┌─ EXCERPTED TEXT

Yet, there's still so much of a rift between the two of you guys. It's clear that you'd have a history of being together, and then it's also clear that there's not a lot of love, connection, and intimacy in the union. So for someone who hasn't acted out in two years, yet is also feeling you don't feel free like you said, you're kinda like, I don't know if I would choose that, if I wouldn't choose that. There's major missing pieces to the puzzle here. So there's there's a lot of what I would call red flags, a lot of what I would call under the iceberg situations, a lot of what I would call missing pieces to the puzzle.

Caitlyn:

So you'll always actually be unsure of why you did what you did until you see the whole puzzle. Right? And you can trick yourself. That's actually a strategy. It is a complete strategy to not want to see everything so that the puzzle piece stays all disconnected.

Caitlyn:

At your core, you do wanna see who you are. At your core, you do wanna heal your marriage. I can tell. I can tell that at the core that you wanna see the truth. And so what I'm revealing to you, not because I'm saying, you're not telling the truth.

Caitlyn:

What I'm helping, I'm almost piercing through the ice right there and going, woah. Just so you know, there's a lot more that you can see. There's a lot more that your subconscious mind can bring up for you Yeah. To fill in all these gaps and to fill in these puzzle pieces, and then you won't be asking why anymore. You won't be asking how.

Caitlyn:

You'll be like, oh, here's why. Here's what's been going on. Here's why I don't feel free. Here's the stories. Here's all this world of things I've done that I haven't wanted to see.

└─

TASK REQUIREMENTS:
a – In the excerpt about healing a marriage, how long has the listener gone without acting out?
b – Please continue the excerpt about healing a marriage from its last sentence, keeping the speaker's voice.

┌─ ENTRIES SUPPLIED

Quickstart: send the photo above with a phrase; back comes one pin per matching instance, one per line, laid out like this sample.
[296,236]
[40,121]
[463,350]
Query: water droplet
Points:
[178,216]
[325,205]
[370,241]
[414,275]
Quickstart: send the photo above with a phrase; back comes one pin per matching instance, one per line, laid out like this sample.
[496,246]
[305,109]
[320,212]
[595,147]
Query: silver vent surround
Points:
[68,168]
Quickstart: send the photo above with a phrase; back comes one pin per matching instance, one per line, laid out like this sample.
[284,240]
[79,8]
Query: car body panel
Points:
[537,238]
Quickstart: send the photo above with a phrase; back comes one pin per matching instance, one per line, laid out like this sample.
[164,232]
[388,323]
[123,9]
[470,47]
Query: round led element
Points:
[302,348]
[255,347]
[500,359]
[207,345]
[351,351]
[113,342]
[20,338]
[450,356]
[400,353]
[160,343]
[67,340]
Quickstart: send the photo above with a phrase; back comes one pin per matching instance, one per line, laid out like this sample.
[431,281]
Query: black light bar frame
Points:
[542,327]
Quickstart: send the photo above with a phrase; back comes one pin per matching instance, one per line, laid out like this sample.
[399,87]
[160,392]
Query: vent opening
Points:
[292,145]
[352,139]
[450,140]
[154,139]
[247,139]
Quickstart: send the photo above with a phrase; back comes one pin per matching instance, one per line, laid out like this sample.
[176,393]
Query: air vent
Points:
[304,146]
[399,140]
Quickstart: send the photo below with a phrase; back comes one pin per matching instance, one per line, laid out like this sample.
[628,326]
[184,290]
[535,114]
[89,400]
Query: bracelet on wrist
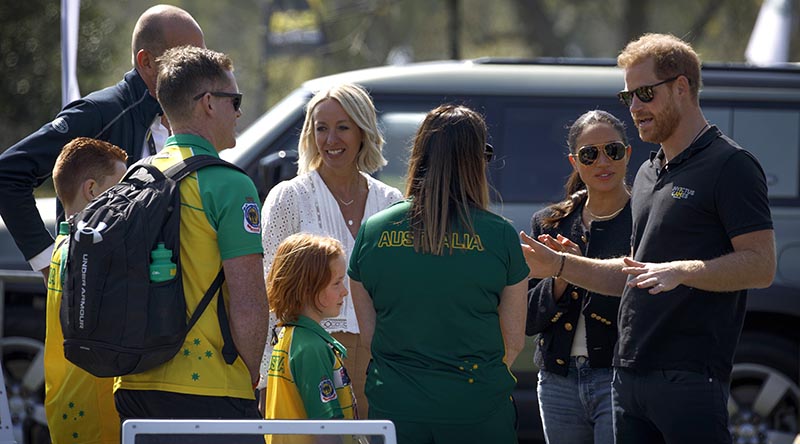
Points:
[561,267]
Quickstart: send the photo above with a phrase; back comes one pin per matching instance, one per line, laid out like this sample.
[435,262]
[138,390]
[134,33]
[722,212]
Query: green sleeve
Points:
[517,267]
[230,201]
[311,361]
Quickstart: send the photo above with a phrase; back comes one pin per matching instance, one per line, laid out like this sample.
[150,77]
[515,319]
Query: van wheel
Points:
[23,371]
[764,403]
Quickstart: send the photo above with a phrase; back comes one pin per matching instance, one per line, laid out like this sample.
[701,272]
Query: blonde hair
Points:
[359,107]
[82,159]
[300,271]
[446,175]
[672,56]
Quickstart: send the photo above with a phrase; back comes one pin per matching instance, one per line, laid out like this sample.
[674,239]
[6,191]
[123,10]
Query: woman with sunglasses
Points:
[340,146]
[441,283]
[578,329]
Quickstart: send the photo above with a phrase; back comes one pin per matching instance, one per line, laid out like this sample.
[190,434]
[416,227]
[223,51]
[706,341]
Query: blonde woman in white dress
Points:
[340,146]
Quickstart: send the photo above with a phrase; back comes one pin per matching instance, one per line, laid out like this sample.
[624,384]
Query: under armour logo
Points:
[95,232]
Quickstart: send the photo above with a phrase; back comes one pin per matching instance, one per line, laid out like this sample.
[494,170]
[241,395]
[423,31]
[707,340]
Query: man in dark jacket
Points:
[126,114]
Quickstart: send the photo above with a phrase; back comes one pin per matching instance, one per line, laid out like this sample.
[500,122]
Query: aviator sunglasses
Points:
[644,93]
[587,154]
[237,97]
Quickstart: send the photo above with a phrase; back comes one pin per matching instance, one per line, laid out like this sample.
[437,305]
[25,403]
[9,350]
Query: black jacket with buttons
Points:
[555,322]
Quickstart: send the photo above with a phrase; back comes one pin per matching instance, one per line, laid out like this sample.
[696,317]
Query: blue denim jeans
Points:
[577,408]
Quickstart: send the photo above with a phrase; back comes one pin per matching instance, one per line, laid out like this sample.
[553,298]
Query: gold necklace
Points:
[606,217]
[346,203]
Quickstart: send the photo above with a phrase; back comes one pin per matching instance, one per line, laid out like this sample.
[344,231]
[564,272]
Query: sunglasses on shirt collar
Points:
[587,154]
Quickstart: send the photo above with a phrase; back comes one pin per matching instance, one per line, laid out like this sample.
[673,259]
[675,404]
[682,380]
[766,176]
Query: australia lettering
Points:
[456,241]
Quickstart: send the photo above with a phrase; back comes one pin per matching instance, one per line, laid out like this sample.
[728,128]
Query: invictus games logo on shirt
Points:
[681,192]
[252,220]
[327,392]
[60,125]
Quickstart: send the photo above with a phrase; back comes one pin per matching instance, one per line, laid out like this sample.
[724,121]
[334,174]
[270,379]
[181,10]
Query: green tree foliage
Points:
[355,34]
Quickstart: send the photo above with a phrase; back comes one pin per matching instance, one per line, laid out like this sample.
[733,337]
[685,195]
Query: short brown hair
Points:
[672,56]
[83,159]
[184,72]
[300,271]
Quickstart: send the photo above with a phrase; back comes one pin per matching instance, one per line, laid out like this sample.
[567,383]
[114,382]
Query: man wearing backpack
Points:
[126,115]
[219,228]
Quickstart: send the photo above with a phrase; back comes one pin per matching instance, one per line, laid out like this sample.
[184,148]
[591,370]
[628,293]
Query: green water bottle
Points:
[162,268]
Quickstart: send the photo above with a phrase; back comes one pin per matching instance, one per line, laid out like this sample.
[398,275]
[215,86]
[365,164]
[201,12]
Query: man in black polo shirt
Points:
[702,235]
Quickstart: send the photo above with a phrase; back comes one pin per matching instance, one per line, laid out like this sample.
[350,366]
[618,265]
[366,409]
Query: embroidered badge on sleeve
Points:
[252,220]
[327,392]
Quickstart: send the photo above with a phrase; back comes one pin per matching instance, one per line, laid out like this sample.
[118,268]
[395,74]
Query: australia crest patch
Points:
[327,392]
[252,219]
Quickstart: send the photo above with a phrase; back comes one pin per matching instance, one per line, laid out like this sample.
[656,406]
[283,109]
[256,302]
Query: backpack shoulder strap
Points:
[189,165]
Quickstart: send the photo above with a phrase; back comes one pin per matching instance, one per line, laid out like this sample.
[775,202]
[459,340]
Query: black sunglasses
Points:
[488,152]
[237,97]
[644,93]
[587,154]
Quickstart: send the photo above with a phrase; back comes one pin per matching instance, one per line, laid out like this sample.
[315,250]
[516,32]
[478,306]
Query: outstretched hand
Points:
[657,277]
[542,260]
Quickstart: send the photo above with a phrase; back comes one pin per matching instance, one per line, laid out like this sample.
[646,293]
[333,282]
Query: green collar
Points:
[306,322]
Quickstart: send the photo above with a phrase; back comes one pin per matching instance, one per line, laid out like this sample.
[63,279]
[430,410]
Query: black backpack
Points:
[114,319]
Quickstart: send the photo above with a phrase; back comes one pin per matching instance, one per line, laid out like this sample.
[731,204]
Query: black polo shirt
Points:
[690,209]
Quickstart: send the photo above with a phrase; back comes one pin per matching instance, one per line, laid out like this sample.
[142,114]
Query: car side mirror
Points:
[277,167]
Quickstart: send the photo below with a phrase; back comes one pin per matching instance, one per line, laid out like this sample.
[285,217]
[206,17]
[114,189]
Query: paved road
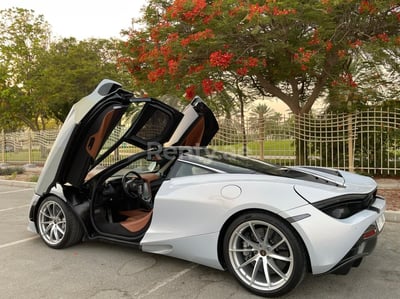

└─

THE RESPONSES:
a – Two years.

b –
Caitlyn:

It's all in there. It can all be accessed and it can all be seen. You have to want it and allow it. And I can tell to your core that you want to be free. Yeah.

Caitlyn:

And potentially, there hasn't been anyone that said, hey, the path to your freedom is seeing everything clearly. And the number one thing, I say this every time, I'll say it in every episode, everywhere, The the number one thing that keeps you from seeing clearly is your denial structure. And the number one way to break down your denial structure is by saying, I am safe to see all of this clearly. I am safe for every memory to surface, for everything to come out so that I can be aware myself. Because when we live in denial, we lie to ourselves first.

Caitlyn:

How do I know all this? I watched this happen. I was also married to an extremely deceitful man who told me, I don't look at anything online. I don't objectify women outside. I don't scroll on social media and see all these images that are provocative.

Caitlyn:

And I don't do this and I don't do that. And then years into our marriage, what do I catch him doing? All the exact things he told me he'd never done. And then, even then, I catch him doing some of these things and it's like, oh, don't worry though, I still don't do any of these things over here, right? Then three days later, I find out, oh, one of those things he's still telling me he never does, he still does.

Caitlyn:

We'll go a little bit more, oh, he's telling me another thing he told me he would never do or never had done that he does. Well, how was he able to do that? Because he had lied and told himself a certain story. He we could even we don't even have to call it lying. He had taken these situations and filtered it through a certain narrative.

Caitlyn:

Yeah. So that it when I would ask a certain question or when he would think about being honest, it's like, oh, none of those situations fit into this category. Right? That can't be what they're talking about. That can't be what they're describing.

Caitlyn:

Because even if you saw I asked you two times if you had seen pornography, if I kept asking you a couple different times in a couple different ways, I could get some more stories out of you. I know it. Because I asked you a certain way and there was only the story at five. I asked you a slightly different way and I got one more story, you know, you said twenty five years ago. So what that shows me there is if I'm if I wanna interrogate you, which I don't, that I could crack open a little bit of your ice berg.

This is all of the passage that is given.